PROVIDED TEXT →
Start of Block

Training is something that is done TO the dog. Learning is something that happens FOR the dog.

We would enjoy a quiet walk down this lovely road, but the arrival of a lone cyclist would present an reactive response from Zip. 

Within our games: ball, disc, tug toy are all individual movements, each will move differently and we will launch the movement of each in a different action. Throwing a ball will look like a different pattern to throwing a disc. We will set up the dog to learn to make a distinction, discrimination of what to react to and what to not react to. This is part of the learning they will be doing in play-activities, some dogs react to everything and some dogs react to nothing. The throwing action of some people are much more worthwhile attending to than others.

We can then add a reward value to that process of reacting with their pleasure of capture. This then blends the reactivity into their capture or chase skills and increases their learning.

In human sports we often see athletes using a different activity to build skills that they blend into their selected sports. Andy Murray is famous for his Keep Uppy games to enhance his ball-eye co-ordination, or reactivity. 

What is a brain function (reactivity) present in all of us for survival, with sheepdogs and other predators is enhanced, which is why we see many sheepdogs becoming traffic chasers and all the rest. In you and me, it is the difference between seeing a wasp over the other side of the room, and seeing one near our head in our peripheral vision. One makes you consider moving away (the opposite of approach and consume!) the other makes us duck and flinch in reaction. If you additionally have a potential allergic reaction then your skill of wasp detection is increased and you will learn the sound and movement and enhance your retreat skills.

This is the difference between a ball to catch by blocking and a ball going close to our head. Learning activities, or games, blends together the inherited reactivity skills and rewards from preventing escape movements.

So much more than “just a game”. This is his school room, constantly learning, upping his skill levels and applying what he has learned to new formats. 

I expect this to be a moment that scrambles your brains. It is a lot to think about. I have played sheepballs with a few hundred dogs, some of which are not sheepdogs. We have had Poodle-balls, Cocker-balls, Labrador-balls and even Chihuahua-balls. Many enjoy the chase and grab and many have the base line reactivity, but non-working breeds do not exhibit the NEED behind the responses. That need that keeps a working bred dog in the game until they drop, that need that overrides personal welfare and causes injury.

In other words the dogs with the greatest need are considered the “work all day”, guys, which I can affirm, do not make good house dogs, let alone companion-pets. One of mine, when indoors, would “work” the raindrops coming down the windows. She lived outdoors and happily followed butterflies and bugs between the paving slabs in the barn when “resting”. She could no more lie at my feet when working on a computer than bakes scones.

Build reward into the activity

We invest our time in learning a range of different activities, call them play or games, and learn how to identify the elements that give this individual dog the greatest pleasure. This always needs monitoring as it will change over time and depend on who is engaged as the other player. It is easy to get carried away with our own pleasure from the activity, which may be at a cost to the dog.

End of Block

MATERIAL SHOWN →
Start of Block

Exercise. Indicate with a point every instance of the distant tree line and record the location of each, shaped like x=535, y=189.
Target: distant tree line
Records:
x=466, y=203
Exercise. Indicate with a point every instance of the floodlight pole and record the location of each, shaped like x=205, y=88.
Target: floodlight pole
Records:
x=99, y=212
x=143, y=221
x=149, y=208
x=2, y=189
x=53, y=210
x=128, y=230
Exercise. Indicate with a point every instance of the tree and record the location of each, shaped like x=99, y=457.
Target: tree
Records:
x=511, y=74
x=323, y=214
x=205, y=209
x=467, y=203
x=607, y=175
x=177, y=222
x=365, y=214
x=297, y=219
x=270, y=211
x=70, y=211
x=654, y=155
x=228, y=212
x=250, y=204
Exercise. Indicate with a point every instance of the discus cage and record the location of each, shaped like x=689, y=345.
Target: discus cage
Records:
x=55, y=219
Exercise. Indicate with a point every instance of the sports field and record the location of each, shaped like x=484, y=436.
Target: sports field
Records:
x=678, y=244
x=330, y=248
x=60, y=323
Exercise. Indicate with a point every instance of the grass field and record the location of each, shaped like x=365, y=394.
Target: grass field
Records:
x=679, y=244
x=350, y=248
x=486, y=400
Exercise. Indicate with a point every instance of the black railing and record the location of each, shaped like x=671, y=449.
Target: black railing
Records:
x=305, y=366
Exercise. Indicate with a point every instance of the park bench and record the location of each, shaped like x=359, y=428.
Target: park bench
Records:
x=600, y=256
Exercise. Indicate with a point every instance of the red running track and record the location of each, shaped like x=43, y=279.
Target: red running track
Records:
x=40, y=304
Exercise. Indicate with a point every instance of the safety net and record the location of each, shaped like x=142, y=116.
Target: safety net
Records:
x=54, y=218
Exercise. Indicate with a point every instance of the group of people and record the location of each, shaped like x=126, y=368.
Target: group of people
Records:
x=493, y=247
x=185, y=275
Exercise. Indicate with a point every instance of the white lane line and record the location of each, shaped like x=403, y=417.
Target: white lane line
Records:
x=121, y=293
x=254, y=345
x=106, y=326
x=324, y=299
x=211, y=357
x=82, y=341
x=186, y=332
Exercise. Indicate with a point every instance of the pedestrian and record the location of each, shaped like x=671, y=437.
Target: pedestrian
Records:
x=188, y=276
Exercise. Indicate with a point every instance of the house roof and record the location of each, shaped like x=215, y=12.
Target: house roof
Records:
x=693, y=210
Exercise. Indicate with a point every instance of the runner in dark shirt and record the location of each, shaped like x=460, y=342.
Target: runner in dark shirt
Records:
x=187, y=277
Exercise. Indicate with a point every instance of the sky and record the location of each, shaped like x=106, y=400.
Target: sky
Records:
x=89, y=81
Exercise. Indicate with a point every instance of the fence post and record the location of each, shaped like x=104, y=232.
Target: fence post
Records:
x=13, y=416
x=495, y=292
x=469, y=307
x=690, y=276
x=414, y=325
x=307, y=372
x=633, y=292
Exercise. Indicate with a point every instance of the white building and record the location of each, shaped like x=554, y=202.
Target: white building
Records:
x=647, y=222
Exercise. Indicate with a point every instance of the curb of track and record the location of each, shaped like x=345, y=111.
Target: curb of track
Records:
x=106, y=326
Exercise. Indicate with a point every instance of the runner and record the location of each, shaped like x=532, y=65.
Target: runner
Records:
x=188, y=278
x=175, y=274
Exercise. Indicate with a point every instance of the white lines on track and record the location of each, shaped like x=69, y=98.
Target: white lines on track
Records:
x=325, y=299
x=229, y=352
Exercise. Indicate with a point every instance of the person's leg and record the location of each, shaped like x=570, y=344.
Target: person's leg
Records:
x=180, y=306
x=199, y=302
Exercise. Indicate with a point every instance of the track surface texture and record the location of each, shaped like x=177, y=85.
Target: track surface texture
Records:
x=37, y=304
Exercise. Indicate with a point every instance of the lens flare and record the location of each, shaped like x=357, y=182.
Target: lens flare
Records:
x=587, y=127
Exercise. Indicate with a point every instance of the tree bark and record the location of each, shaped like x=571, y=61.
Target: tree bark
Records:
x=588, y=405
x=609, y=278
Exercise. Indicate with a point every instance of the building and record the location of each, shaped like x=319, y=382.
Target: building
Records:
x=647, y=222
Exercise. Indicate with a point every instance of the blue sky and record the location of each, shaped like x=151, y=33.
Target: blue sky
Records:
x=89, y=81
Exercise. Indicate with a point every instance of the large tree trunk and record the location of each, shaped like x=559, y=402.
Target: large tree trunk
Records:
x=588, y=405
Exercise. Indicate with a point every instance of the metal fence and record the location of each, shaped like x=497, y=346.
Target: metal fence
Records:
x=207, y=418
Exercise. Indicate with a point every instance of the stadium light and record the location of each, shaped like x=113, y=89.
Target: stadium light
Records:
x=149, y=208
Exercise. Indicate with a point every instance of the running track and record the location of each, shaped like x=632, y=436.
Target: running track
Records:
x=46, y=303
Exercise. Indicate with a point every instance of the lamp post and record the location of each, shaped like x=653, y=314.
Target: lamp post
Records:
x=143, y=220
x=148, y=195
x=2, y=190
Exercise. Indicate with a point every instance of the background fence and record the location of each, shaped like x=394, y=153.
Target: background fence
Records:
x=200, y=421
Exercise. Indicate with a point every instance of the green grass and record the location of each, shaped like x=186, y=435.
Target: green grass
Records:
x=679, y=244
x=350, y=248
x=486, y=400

End of Block

PROBLEM TO WORK ON → Decide whether each statement agrees with the passage on dog reactivity, answering yes or no and quoting the deciding words. 1. Andy Murray is known for using Keep Uppy games to improve his ball-eye co-ordination. 2. Non-working breeds show the need behind the responses. 3. Sheepballs has been played only with sheepdogs. The listing can be set aside; nothing in it is required here.

EXPECTED ANSWER →
1. Yes: "Andy Murray is famous for his Keep Uppy games to enhance his ball-eye co-ordination, or reactivity."
2. No: "non-working breeds do not exhibit the NEED behind the responses."
3. No: "I have played sheepballs with a few hundred dogs, some of which are not sheepdogs."